> [Exigences du problème] Dans le matériel ci-dessous, reproduisez à l'identique tout ce qui va de la ligne contenant « Guideline: one keypoint per instance of the eyeglasses, placed » jusqu'à celle contenant « [(248, 25)] », ces deux lignes comprises.

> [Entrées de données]
= = = = =

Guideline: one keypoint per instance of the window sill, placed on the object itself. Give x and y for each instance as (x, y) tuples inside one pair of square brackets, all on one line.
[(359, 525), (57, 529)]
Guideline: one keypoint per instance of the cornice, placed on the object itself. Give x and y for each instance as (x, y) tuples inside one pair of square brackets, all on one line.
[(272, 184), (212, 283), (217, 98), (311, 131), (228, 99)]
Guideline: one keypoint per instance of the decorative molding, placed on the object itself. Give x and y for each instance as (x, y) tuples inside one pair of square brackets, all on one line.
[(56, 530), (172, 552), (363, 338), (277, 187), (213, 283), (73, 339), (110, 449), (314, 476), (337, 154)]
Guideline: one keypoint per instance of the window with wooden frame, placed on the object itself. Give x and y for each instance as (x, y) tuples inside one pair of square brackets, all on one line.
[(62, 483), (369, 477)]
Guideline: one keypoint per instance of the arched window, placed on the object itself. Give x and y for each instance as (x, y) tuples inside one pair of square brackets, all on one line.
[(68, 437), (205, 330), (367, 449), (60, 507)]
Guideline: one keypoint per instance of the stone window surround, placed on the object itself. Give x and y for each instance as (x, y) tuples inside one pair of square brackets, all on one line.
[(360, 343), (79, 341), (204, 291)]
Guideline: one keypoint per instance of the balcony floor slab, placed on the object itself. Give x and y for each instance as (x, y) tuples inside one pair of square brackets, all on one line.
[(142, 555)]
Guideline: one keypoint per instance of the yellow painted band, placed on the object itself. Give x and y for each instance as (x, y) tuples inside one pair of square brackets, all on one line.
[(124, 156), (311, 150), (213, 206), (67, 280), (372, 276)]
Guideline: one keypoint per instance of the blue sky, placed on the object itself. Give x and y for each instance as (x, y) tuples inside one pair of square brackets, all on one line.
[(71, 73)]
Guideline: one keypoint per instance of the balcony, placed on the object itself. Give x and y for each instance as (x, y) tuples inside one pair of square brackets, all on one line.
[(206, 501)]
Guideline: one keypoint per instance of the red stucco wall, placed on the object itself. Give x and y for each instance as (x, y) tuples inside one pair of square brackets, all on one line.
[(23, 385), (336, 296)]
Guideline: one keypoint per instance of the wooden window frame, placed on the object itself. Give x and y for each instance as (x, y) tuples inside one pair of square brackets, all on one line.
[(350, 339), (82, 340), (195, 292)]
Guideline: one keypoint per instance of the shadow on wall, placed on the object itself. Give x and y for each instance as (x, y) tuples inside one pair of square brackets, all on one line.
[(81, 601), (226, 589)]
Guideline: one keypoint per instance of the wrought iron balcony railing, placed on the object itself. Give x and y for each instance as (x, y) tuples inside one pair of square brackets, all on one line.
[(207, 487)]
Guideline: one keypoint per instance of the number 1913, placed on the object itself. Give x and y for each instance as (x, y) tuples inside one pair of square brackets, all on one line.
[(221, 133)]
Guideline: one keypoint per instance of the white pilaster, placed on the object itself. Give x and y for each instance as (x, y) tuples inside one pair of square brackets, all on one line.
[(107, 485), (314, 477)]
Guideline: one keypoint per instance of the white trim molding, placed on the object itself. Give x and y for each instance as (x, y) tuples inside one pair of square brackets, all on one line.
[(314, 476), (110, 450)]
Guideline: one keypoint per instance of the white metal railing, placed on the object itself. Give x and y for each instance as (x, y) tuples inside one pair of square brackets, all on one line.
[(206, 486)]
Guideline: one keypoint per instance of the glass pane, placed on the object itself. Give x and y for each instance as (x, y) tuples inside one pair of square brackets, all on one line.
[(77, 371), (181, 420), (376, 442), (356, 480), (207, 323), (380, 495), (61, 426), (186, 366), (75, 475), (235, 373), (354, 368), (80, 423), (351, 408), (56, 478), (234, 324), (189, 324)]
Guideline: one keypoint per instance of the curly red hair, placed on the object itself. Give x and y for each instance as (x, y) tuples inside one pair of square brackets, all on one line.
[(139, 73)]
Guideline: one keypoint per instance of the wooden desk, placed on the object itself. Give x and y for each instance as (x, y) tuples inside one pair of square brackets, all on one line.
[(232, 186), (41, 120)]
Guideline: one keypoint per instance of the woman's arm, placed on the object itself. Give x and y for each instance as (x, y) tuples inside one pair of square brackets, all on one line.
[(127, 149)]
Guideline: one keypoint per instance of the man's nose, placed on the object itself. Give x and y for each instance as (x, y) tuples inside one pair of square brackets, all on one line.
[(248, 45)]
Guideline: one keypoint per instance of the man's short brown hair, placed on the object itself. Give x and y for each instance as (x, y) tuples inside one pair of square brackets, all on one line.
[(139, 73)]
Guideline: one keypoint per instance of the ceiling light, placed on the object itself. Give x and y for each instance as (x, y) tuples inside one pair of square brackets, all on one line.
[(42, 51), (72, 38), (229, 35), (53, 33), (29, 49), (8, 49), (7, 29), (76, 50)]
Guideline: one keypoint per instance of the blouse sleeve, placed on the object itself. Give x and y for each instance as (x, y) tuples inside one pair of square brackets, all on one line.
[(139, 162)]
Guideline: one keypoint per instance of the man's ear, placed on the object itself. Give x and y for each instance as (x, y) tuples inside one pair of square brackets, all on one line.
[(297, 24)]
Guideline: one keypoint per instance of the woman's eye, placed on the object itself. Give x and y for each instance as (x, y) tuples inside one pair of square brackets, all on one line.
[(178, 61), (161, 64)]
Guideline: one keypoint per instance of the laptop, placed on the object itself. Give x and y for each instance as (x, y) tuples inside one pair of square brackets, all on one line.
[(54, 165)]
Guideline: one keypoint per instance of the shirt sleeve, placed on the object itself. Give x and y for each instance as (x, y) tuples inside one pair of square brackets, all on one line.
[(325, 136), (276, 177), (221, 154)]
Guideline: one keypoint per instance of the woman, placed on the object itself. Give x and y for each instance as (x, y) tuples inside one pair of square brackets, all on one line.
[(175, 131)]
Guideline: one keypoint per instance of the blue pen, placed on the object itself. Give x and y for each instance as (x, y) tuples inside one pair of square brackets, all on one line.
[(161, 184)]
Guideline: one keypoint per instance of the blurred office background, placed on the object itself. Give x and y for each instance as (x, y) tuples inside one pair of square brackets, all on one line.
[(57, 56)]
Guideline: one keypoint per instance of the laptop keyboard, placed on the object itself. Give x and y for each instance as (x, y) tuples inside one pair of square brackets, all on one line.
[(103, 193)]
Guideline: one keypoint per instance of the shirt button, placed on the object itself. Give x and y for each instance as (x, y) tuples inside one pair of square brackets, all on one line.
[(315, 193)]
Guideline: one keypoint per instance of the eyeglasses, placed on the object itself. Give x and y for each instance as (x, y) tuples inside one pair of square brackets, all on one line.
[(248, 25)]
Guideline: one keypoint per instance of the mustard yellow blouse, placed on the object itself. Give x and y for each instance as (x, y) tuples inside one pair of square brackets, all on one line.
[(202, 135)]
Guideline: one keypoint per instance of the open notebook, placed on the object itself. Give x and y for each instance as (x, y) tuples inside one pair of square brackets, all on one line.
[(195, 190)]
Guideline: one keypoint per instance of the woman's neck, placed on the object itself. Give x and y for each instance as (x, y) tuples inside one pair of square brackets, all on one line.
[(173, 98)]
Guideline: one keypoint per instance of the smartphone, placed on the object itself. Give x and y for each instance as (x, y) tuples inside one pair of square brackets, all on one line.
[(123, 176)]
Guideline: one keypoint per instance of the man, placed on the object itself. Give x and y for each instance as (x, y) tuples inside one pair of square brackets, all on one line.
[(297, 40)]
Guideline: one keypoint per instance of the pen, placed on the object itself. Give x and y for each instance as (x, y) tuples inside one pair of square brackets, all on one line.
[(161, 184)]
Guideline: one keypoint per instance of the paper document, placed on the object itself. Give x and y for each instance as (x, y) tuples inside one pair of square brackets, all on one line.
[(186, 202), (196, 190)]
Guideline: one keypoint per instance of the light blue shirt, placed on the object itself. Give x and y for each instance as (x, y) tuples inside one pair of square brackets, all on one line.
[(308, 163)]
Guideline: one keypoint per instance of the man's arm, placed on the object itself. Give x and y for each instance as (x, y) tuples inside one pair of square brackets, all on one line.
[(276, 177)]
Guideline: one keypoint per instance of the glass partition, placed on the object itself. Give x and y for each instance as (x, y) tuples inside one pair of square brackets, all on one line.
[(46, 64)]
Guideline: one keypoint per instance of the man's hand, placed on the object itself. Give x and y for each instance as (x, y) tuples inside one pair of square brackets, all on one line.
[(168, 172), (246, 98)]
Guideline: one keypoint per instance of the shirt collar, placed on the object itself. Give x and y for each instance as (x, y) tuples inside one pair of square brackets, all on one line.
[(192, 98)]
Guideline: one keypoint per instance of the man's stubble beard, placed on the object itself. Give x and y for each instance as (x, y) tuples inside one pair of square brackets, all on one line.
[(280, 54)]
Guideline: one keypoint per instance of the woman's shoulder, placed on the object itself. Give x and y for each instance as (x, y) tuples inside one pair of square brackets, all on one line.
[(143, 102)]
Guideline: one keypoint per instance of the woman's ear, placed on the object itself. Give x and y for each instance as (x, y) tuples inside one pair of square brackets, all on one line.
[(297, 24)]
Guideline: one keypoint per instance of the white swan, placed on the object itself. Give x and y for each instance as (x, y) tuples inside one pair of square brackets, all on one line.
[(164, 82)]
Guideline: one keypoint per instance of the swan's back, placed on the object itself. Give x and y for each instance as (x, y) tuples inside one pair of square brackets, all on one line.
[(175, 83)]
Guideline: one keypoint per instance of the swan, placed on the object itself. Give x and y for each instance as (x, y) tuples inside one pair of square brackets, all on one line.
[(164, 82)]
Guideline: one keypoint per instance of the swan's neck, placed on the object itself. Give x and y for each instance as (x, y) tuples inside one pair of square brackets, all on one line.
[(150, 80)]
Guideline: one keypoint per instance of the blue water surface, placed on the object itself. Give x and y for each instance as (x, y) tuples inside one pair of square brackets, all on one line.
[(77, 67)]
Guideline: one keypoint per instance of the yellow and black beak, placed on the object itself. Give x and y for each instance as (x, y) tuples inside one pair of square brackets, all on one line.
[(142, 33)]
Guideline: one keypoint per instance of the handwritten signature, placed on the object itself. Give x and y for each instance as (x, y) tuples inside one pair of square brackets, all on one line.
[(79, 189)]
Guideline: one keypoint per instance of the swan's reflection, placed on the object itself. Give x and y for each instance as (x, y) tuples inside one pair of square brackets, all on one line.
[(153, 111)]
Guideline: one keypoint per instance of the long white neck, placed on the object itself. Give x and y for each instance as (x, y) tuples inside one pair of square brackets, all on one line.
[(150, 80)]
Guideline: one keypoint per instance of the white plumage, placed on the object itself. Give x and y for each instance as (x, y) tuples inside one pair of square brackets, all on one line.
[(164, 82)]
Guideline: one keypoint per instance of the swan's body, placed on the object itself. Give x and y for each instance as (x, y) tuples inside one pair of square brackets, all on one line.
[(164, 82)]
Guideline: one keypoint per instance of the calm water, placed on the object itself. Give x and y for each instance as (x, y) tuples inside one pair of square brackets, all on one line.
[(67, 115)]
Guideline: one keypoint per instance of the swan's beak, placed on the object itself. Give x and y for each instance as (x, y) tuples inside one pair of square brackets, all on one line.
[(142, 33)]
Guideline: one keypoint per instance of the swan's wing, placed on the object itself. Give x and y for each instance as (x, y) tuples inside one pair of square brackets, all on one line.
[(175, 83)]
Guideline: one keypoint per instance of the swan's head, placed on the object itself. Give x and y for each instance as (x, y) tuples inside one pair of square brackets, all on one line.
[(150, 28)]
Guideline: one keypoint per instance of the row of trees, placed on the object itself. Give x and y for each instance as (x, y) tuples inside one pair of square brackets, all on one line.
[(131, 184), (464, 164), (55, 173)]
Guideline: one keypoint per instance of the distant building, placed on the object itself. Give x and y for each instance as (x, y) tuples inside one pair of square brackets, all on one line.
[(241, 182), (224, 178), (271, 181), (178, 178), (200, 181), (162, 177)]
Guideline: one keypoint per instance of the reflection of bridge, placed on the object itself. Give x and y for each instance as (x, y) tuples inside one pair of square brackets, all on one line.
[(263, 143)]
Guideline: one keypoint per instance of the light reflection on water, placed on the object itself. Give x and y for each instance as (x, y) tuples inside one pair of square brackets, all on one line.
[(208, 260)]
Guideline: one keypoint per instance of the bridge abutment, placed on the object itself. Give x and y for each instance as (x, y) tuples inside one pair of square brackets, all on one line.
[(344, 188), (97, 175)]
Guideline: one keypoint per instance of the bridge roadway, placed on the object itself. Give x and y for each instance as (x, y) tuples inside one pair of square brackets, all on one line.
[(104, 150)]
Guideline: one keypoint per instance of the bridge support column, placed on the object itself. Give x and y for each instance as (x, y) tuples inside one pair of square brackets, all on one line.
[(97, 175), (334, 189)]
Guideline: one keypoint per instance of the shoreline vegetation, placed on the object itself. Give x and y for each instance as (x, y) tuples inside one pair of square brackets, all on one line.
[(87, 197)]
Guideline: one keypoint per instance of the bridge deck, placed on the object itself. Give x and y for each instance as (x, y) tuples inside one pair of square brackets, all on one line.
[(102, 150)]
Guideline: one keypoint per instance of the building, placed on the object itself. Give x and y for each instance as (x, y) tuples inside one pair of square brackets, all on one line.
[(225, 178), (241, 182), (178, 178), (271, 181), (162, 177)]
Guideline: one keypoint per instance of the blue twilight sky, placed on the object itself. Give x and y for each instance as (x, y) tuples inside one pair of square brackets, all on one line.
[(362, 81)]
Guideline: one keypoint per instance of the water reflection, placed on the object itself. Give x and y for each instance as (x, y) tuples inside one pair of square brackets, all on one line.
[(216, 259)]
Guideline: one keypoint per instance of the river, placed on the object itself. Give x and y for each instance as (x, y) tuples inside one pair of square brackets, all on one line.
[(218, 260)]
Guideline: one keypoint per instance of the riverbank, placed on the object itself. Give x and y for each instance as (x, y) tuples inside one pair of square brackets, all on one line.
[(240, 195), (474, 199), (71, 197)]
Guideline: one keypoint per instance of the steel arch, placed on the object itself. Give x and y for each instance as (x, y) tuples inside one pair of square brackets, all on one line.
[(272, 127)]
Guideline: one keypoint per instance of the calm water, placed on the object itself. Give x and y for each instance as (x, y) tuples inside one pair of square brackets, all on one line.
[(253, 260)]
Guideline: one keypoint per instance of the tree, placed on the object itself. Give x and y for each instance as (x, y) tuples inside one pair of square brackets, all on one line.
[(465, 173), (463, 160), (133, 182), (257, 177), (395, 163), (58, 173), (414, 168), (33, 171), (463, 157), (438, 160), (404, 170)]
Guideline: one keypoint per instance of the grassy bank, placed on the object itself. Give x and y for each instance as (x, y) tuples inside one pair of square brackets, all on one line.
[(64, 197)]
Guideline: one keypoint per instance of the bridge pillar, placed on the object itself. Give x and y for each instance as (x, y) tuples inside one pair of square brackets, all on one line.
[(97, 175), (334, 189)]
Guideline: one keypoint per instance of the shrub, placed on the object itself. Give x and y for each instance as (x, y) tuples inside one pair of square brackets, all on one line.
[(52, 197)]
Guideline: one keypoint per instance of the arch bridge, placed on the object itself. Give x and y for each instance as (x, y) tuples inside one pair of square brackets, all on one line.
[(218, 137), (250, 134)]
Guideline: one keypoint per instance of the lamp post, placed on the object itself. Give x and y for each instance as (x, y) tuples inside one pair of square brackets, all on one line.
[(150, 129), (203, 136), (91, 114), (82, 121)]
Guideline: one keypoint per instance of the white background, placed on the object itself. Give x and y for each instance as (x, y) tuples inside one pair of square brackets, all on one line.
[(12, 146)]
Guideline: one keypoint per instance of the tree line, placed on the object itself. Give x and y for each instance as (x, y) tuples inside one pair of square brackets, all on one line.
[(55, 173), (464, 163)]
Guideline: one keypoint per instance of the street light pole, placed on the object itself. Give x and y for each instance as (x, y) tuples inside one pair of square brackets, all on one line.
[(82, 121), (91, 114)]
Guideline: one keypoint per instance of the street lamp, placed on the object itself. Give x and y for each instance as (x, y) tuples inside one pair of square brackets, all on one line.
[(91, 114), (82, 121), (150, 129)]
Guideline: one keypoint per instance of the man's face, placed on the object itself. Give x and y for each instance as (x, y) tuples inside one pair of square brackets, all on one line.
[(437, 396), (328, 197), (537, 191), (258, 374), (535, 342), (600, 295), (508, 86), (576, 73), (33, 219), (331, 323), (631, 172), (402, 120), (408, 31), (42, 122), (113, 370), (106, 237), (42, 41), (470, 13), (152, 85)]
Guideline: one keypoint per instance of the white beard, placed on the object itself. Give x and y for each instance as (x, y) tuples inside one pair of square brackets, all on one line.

= = = = =

> [Réponse ci-dessous]
Guideline: one keypoint per instance of the eyeglasses, placed on the object itself. Give x and y for each instance as (x, y) tuples inside one pair of square brackets, all on one line.
[(248, 25)]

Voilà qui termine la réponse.